◆ **WORK TASK**: The entries are to be written out again with no differences.

◆ **DATASET ENTRIES**:
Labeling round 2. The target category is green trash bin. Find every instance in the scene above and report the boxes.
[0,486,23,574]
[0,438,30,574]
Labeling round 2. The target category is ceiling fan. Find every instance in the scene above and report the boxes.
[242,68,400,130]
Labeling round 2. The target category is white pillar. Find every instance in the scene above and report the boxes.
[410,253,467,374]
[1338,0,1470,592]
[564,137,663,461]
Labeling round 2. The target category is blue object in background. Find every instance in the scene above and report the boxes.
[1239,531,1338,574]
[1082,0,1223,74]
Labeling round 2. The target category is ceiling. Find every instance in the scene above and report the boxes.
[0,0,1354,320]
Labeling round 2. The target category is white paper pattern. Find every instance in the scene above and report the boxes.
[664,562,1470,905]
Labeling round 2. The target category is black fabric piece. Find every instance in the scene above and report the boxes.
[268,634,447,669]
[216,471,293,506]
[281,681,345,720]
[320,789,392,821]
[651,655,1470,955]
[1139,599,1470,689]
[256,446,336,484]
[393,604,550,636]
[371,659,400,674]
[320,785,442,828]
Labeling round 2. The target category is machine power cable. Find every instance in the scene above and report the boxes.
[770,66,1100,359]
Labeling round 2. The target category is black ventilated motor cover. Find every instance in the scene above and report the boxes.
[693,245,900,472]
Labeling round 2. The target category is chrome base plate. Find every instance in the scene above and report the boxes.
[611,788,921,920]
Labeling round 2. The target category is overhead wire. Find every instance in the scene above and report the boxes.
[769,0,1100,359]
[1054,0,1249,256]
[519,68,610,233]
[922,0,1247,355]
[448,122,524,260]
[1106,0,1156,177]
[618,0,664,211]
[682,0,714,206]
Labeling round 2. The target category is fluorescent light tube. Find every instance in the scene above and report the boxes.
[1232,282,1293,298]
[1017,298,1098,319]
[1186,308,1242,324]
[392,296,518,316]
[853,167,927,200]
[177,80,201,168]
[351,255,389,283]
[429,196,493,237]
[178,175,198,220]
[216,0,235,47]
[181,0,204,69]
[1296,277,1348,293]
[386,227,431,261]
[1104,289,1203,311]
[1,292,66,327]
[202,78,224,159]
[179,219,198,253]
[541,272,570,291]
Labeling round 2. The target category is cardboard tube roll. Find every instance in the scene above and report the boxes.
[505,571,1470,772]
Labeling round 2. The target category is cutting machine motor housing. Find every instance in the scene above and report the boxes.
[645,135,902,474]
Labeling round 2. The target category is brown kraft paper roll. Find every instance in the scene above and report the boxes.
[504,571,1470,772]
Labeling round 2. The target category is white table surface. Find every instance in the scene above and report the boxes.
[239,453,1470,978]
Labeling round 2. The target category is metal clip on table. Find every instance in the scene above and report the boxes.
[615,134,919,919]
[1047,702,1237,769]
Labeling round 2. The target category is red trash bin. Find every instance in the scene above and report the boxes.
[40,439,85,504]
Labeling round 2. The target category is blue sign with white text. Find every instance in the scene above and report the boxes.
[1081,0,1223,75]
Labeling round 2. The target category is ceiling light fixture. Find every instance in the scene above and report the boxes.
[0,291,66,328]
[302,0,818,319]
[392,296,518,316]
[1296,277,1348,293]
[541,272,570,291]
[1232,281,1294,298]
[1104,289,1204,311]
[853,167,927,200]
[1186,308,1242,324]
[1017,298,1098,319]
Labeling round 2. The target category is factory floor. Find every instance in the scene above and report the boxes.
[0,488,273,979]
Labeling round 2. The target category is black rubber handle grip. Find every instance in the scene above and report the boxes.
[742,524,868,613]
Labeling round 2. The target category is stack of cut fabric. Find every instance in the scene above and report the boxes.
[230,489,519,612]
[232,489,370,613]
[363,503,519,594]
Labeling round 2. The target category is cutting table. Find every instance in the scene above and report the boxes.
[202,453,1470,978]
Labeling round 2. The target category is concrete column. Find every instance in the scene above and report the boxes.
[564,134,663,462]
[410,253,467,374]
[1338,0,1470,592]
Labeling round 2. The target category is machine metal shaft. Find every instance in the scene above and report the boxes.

◆ **SOLUTION**:
Labeling round 2. The target category is green trash bin. Find every instance in the scene above and report the boxes.
[0,486,23,574]
[0,438,30,574]
Labeling round 2. The target category is ceiling fan. Find every instance in the scene above and report the boxes.
[242,68,400,130]
Labeling round 2. The target category is white pillar. Find every instance in the scene above and report the boxes.
[410,253,467,374]
[1338,0,1470,592]
[564,137,663,461]
Labeling round 2. The target category is blue object in background. Find every instance in the scene above and report the boxes.
[1239,531,1338,574]
[1082,0,1223,74]
Labeling round 2. The target category is ceiling. Find every instance in the scene above and report the boxes.
[0,0,1354,320]
Labeling round 2. The target category is white paper pattern. Find every instance in the scene above and report the boxes.
[664,562,1470,905]
Labeling round 2. The target category is black fabric piece. Find every instance in the scene above and report the boxes.
[268,634,447,669]
[216,471,293,506]
[281,681,345,720]
[320,789,392,821]
[651,655,1470,955]
[1139,599,1470,689]
[256,446,336,484]
[393,604,550,636]
[371,659,400,674]
[320,785,442,828]
Labeling round 2. The target category is machine power cable. Find every instance in the scene above and report the boxes.
[770,66,1100,359]
Labeling round 2. The target category is black ventilated motor cover. Find every instance in the scene above and report the boxes.
[693,245,900,472]
Labeling round 2. The target category is chrome base plate. Find every instance in the scene above and report the boxes.
[611,788,921,920]
Labeling round 2. The target category is overhead wire. Find every instance in the scene above and report the boxes.
[769,0,1100,359]
[1054,0,1249,256]
[519,68,610,233]
[922,0,1247,355]
[448,122,524,260]
[1106,0,1156,177]
[618,0,664,211]
[682,0,714,206]
Labeling round 2. The target category is fluorescent light tube. Find every instance in the scene above and report the boxes.
[1232,282,1293,298]
[1017,298,1098,319]
[1186,308,1242,324]
[392,296,518,316]
[853,167,927,200]
[177,80,201,168]
[351,255,389,283]
[429,196,493,237]
[178,175,198,220]
[216,0,235,47]
[181,0,204,69]
[1296,277,1348,293]
[386,227,431,261]
[1104,289,1203,311]
[1,292,66,327]
[202,78,224,159]
[179,219,198,253]
[541,272,570,291]
Labeling round 2. The target category is cardboard tube roll. Find every instance in the scene above and report the boxes.
[505,571,1470,772]
Labeling round 2. The target category is cutting machine motor housing. Find every instance in the scene above and report the boxes.
[645,135,902,474]
Labeling round 2. The target category is brown kraft paper roll. Find every instance in the scene above and report the boxes.
[504,571,1470,772]
Labeling round 2. The target category is white table surface. Find every instance in the scene above and report the boxes.
[239,453,1470,978]
Labeling round 2. The target category is metal clip on table. Find every instance in the scene above and report the boxes.
[615,134,919,919]
[1047,702,1237,769]
Labeling round 2. The target category is red trash bin. Find every instance in the scene above and report the boxes.
[40,439,85,504]
Labeling round 2. The target category is blue sign with white text. Find every instance in the scene above and report the boxes.
[1081,0,1223,75]
Labeling round 2. The target category is ceiling light fixture. Find every instance in the scene above and report the boxes.
[0,291,66,328]
[302,0,818,319]
[392,296,518,316]
[1296,277,1348,293]
[541,272,570,291]
[1232,281,1294,298]
[1104,289,1204,311]
[853,167,927,200]
[1186,308,1242,324]
[1017,298,1098,319]
Labeling round 2. The target category is factory floor. Find every instance in the scene above and report the boxes.
[0,488,273,979]
Labeling round 2. The target category is black rubber handle grip. Find every instance in the scene above and report the boxes.
[742,524,868,613]
Labeling round 2. The target category is stack of cut fabric. Find every instance in the scene above and report the boxes.
[230,489,519,612]
[232,489,370,613]
[363,503,519,594]
Labeling round 2. The target category is cutting table. Find every instance in the scene above and report the boxes.
[202,453,1470,978]
Labeling round 2. The target category is concrete column. Find every instance in the scene above and report the boxes.
[564,134,663,462]
[410,253,467,374]
[1338,0,1470,592]
Labeling round 2. The target category is machine metal shaft. Find every instance in the scene above and report the boxes.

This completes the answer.